§ **Sua tarefa**: Transcreva da reportagem sobre famílias imigrantes em Framingham o trecho que vai de "O formulário é" até "nessa quinta-feira, 26.".

§ **Bloco de texto**:

━━━━━━━━

JSNEWS (JUNOT) – Em Framingham, no estado americano de Massachusetts, o medo tem nome, endereço e um formulário. É o medo de ser arrancado de casa, de ser jogado num voo de volta a um país que já não é lar, de deixar os filhos para trás. Aqui, no meio do vaivém da comunidade imigrante, famílias estão tomando uma decisão que corta o coração: escolher quem vai cuidar das crianças se o pior acontecer. Não é uma possibilidade distante. É o eco das sirenes do ICE, o Serviço de Imigração e Alfândega dos EUA, que nos últimos meses tornou as batidas policiais um espetáculo público, um recado claro para quem vive na corda bamba da documentação.
A brasileira Liliane Costa, que comanda o Centro Brasileiro-Americano, não mede palavras: “Eles têm que estar prontos.” Em abril, uma única família bateu à porta do centro pedindo um documento de autorização de cuidador. Em junho, foram 63. “É o pavor de não saber o que vai ser dos filhos se te pegarem”, ela diz, com a voz firme, mas carregada de quem já viu muita história se desenrolar. O centro virou ponto de apoio, um lugar onde a burocracia encontra a angústia. Pais e mães chegam com olhares pesados, pensando no que fazer se forem detidos ou deportados. Voltar com os filhos para um lugar que fogem, onde a violência ou a miséria esperam? Ou deixar as crianças aqui, com alguém de confiança, e carregar o vazio da separação?
As opções não são simples. Mirian Albert, advogada da Lawyers for Civil Rights, explica com clareza didática: “O documento de autorização de cuidador não tira os direitos dos pais.” É um papel que dá a alguém próximo o poder de decidir sobre escola, médico, essas coisas do dia a dia. Há também o formulário de agente temporário e, no extremo, a guarda legal. O primeiro é o mais usado – é rápido, não custa uma fortuna. Mas tem prazo: dois anos. Depois, é outra luta.
Augusto Tome, notário do centro, brasileiro como muitos que atende. Ele não só assina os papéis, mas carrega a história. “Minha mulher ficou três meses presa pelo ICE ano passado”, conta, com a voz embargada. Mãe dos dois filhos dele, ela voltou, mas a marca ficou. Augusto também é o cuidador escolhido pelos filhos do primo. “Trabalho aqui há seis anos. Amo ajudar. Já passei por isso, sei o que é o desespero”, diz. Ele conhece o cheiro do medo, a sensação de imaginar os filhos à deriva. “É duro, porque a gente se coloca no lugar deles.”
O formulário é uma tábua de salvação. Evita que as crianças caiam no sistema de acolhimento, o famoso “foster care”, que pode ser um labirinto sem volta. Mas não é perfeito. Se os pais quiserem levar os filhos para se reunirem lá fora, o cuidador precisa de outro papel, uma autorização de viagem autenticada. Por enquanto, nenhum caso no centro chegou a esse ponto. Liliane, porém, não se ilude: “Do jeito que tá, é questão de tempo.”
Essa é a vida de quem vive na sombra da deportação. Um papel, uma assinatura, uma escolha que nenhum pai ou mãe deveria fazer. Em Framingham, a comunidade imigrante não para. Organiza-se, resiste, mas carrega o peso de um futuro que ninguém sabe como será.
Essa realidade foi retrata retratada em uma reportagem da emissora NBC 10 Boston nessa quinta-feira, 26.

━━━━━━━━

§ **Dados fornecidos**:
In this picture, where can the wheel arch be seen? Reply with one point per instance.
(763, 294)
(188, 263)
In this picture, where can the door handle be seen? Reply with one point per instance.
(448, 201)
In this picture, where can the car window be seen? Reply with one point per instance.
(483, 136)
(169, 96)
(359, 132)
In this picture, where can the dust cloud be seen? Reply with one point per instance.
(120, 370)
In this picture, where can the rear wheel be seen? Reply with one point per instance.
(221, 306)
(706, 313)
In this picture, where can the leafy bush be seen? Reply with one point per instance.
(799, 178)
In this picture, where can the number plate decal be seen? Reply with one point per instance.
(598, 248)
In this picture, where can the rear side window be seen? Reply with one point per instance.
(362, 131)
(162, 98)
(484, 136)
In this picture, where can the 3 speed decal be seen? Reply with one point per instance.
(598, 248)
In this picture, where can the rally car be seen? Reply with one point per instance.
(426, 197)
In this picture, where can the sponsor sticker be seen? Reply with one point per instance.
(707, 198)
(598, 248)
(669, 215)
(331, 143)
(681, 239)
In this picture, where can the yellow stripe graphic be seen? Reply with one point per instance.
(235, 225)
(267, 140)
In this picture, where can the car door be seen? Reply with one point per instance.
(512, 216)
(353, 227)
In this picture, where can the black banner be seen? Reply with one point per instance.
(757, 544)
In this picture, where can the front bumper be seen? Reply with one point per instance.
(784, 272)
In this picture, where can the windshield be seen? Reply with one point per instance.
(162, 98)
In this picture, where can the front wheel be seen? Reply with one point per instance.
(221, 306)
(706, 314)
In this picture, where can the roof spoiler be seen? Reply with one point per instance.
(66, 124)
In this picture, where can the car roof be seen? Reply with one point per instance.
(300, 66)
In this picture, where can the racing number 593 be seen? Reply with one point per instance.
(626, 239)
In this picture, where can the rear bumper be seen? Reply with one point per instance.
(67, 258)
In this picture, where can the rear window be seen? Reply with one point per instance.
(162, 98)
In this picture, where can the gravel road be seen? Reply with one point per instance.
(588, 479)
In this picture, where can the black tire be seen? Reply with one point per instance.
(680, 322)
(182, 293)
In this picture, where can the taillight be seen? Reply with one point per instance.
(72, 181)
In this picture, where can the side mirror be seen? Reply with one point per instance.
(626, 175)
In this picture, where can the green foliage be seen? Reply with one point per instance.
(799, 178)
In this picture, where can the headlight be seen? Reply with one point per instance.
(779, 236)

━━━━━━━━

§ **Solução do exercício**:
O formulário é uma tábua de salvação. Evita que as crianças caiam no sistema de acolhimento, o famoso “foster care”, que pode ser um labirinto sem volta. Mas não é perfeito. Se os pais quiserem levar os filhos para se reunirem lá fora, o cuidador precisa de outro papel, uma autorização de viagem autenticada. Por enquanto, nenhum caso no centro chegou a esse ponto. Liliane, porém, não se ilude: “Do jeito que tá, é questão de tempo.”
Essa é a vida de quem vive na sombra da deportação. Um papel, uma assinatura, uma escolha que nenhum pai ou mãe deveria fazer. Em Framingham, a comunidade imigrante não para. Organiza-se, resiste, mas carrega o peso de um futuro que ninguém sabe como será.
Essa realidade foi retrata retratada em uma reportagem da emissora NBC 10 Boston nessa quinta-feira, 26.